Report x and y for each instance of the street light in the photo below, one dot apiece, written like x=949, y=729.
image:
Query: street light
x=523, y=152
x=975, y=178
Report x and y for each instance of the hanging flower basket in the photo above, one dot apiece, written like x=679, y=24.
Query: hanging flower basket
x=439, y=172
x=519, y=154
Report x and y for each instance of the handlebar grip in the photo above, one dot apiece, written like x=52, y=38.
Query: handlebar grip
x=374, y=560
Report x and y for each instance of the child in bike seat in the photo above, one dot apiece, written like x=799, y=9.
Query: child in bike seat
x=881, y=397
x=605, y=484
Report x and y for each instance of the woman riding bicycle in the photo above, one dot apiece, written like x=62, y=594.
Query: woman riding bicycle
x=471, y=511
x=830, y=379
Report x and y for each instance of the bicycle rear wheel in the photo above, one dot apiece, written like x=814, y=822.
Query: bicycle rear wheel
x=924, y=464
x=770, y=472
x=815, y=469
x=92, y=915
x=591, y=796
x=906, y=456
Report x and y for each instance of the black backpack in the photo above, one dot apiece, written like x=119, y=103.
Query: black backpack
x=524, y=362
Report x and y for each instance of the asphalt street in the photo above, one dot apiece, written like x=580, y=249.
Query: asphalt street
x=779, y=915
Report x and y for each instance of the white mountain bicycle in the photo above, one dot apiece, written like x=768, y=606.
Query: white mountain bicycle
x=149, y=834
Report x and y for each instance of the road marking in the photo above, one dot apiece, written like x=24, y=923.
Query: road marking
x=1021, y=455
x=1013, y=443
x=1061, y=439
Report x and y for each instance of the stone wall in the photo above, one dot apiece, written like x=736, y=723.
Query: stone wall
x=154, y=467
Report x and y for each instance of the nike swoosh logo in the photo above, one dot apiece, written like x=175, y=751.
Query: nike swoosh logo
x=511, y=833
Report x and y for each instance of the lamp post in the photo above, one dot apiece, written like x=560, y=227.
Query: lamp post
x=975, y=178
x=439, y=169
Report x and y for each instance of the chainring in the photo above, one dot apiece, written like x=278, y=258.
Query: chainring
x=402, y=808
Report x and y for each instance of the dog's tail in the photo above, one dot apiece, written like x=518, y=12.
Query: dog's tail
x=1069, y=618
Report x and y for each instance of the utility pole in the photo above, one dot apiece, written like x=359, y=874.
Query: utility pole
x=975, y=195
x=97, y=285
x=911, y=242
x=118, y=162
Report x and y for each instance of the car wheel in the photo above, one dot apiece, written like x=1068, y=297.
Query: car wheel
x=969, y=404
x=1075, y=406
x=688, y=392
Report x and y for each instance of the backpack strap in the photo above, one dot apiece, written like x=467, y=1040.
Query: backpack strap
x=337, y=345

* Task instructions
The line above containing "Query: asphalt street", the line containing "Report x and y for each instance of the chainring", and every line between them are to be transcribed exactly; no other line is wanted.

* Solution to the exercise
Query: asphalt street
x=779, y=915
Report x and y for each instance of the white mountain bicycle in the photo above, one dot apiece, written like x=768, y=606.
Query: white mountain bicycle
x=149, y=834
Report x and y for each instance of the road marking in the photo above, one dot apiece, written like x=24, y=923.
Query: road marking
x=1021, y=455
x=1013, y=443
x=1061, y=439
Report x and y for each instance of the stone wall in the photo above, one dot apiece, written like x=736, y=723.
Query: stone wall
x=154, y=467
Report x and y for each instance of the nike swoosh logo in the photo above, one dot apiece, written like x=175, y=751.
Query: nike swoosh logo
x=511, y=833
Report x and y for each instance of the lamp post in the photo above, one dot apiece, written like x=560, y=227.
Query: lamp post
x=975, y=178
x=439, y=169
Report x and y for each instance of the chainring in the photo above, one dot apiece, written like x=278, y=258.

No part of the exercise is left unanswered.